> [WHAT YOU ARE ASKED TO DO]
Extract each line in the data below that contains the word "yellow", and copy every such line in full.

Point annotation records:
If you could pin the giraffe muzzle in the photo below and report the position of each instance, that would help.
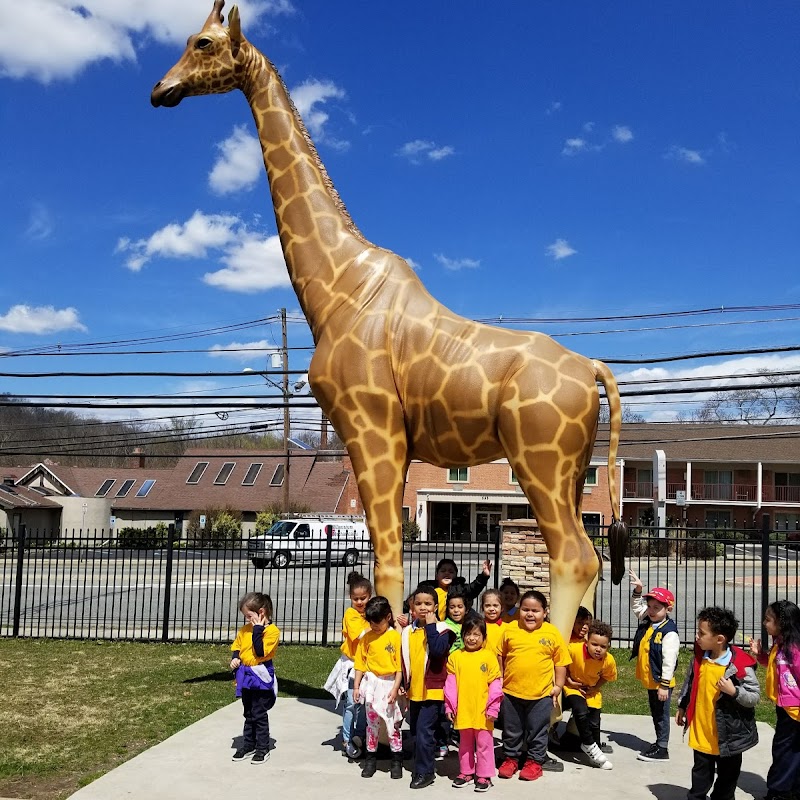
(166, 95)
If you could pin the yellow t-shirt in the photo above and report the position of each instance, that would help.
(353, 625)
(474, 672)
(529, 659)
(703, 733)
(244, 644)
(643, 674)
(588, 670)
(417, 690)
(772, 684)
(493, 634)
(379, 653)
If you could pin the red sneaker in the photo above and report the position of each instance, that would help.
(531, 771)
(508, 768)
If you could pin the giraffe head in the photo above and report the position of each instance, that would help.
(212, 63)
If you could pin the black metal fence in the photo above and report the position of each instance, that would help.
(743, 570)
(83, 584)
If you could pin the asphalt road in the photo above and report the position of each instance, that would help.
(122, 595)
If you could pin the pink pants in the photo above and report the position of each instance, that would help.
(470, 741)
(373, 726)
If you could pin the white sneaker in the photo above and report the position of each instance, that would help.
(596, 756)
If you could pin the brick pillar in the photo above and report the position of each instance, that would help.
(524, 555)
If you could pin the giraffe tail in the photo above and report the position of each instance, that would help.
(617, 530)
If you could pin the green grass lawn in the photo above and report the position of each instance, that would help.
(73, 710)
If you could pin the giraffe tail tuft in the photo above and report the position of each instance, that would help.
(618, 544)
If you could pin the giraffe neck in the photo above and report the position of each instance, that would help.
(317, 235)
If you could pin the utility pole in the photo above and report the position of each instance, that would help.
(286, 430)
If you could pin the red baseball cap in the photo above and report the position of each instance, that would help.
(663, 595)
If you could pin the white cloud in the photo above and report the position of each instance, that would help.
(192, 239)
(244, 351)
(684, 154)
(307, 97)
(622, 134)
(254, 264)
(40, 319)
(239, 165)
(55, 39)
(40, 223)
(560, 249)
(419, 150)
(456, 264)
(573, 146)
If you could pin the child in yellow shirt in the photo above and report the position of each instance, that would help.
(378, 675)
(509, 593)
(592, 666)
(472, 694)
(341, 679)
(534, 661)
(253, 650)
(492, 610)
(717, 703)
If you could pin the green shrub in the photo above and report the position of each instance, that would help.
(150, 538)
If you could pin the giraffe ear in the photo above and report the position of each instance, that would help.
(235, 30)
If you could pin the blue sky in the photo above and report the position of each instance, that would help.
(532, 160)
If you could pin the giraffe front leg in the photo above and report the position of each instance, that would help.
(378, 453)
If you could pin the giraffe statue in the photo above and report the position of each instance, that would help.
(399, 375)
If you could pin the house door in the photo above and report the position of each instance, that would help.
(487, 525)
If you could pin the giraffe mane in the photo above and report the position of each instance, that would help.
(326, 179)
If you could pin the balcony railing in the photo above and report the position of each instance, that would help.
(643, 489)
(781, 494)
(742, 492)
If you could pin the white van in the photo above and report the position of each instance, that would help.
(304, 539)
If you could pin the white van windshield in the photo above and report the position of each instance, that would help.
(281, 528)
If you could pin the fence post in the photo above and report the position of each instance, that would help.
(764, 574)
(168, 584)
(327, 589)
(18, 584)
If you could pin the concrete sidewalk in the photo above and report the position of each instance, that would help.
(306, 764)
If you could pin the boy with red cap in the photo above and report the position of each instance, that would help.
(655, 648)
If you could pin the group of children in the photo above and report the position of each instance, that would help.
(453, 672)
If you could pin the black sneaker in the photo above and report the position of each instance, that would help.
(654, 753)
(551, 765)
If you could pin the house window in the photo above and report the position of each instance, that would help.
(458, 475)
(197, 472)
(125, 488)
(224, 473)
(145, 488)
(105, 487)
(277, 476)
(718, 519)
(787, 522)
(252, 474)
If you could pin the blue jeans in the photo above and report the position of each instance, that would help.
(354, 718)
(660, 712)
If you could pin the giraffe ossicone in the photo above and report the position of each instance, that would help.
(399, 375)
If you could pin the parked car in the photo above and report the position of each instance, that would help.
(304, 539)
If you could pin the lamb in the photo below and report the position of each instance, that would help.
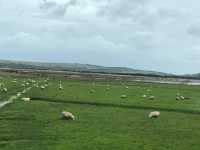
(144, 96)
(154, 114)
(68, 115)
(5, 90)
(123, 96)
(42, 87)
(151, 98)
(26, 99)
(60, 87)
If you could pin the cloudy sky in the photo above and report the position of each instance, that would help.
(162, 35)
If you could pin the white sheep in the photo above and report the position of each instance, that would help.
(42, 87)
(123, 96)
(144, 96)
(68, 115)
(154, 114)
(5, 90)
(26, 99)
(60, 87)
(151, 98)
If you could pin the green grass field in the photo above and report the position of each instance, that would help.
(104, 120)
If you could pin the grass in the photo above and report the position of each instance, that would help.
(104, 121)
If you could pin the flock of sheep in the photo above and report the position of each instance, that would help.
(28, 84)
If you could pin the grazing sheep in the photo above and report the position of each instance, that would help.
(151, 98)
(123, 96)
(26, 99)
(148, 90)
(5, 90)
(42, 87)
(61, 87)
(144, 96)
(92, 91)
(182, 97)
(107, 89)
(154, 114)
(19, 94)
(67, 115)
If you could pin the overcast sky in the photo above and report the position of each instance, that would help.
(162, 35)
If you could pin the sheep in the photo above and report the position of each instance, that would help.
(107, 89)
(92, 91)
(42, 87)
(60, 87)
(26, 99)
(151, 98)
(144, 96)
(68, 115)
(182, 97)
(154, 114)
(148, 90)
(5, 90)
(123, 96)
(19, 94)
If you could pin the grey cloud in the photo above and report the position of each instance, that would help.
(56, 9)
(194, 30)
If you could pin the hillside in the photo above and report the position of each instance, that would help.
(74, 67)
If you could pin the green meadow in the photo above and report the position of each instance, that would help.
(105, 119)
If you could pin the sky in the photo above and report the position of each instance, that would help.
(160, 35)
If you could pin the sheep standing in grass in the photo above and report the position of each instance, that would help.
(67, 115)
(26, 99)
(123, 96)
(5, 90)
(42, 87)
(154, 114)
(144, 96)
(151, 98)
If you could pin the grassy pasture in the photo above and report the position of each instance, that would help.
(104, 120)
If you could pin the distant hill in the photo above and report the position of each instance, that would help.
(74, 67)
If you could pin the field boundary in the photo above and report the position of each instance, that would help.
(115, 105)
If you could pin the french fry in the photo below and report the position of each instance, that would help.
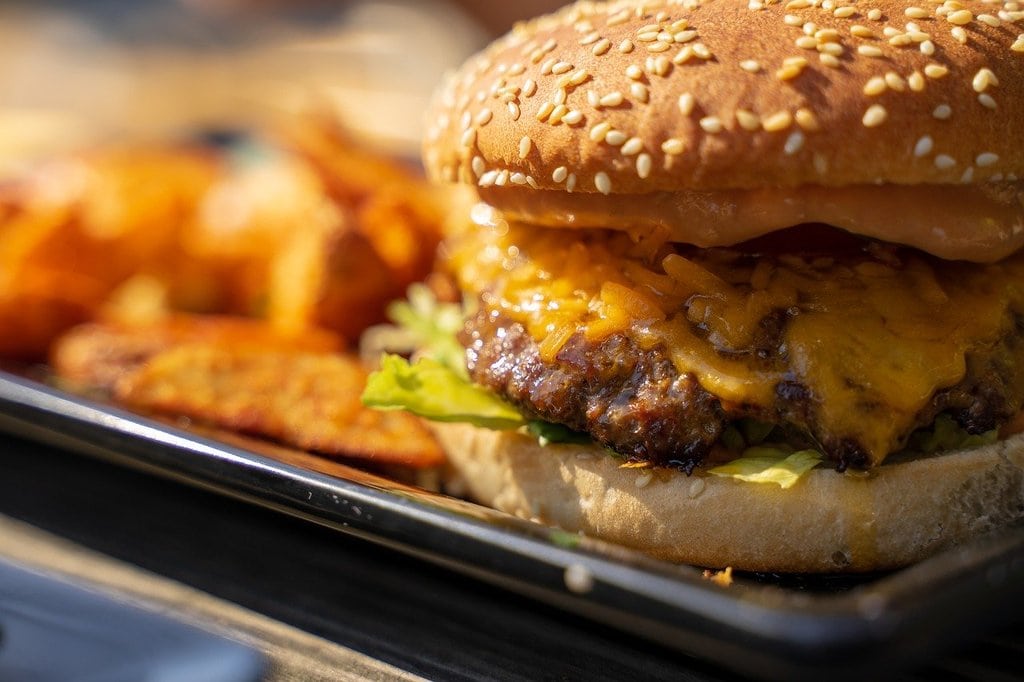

> [CORRECT RESPONSE]
If you could pin the yellow t-shirt in the photo above and report the position of each instance, that would help.
If you could pin the child in yellow shirt in the photo above and report the position of each instance, that would help.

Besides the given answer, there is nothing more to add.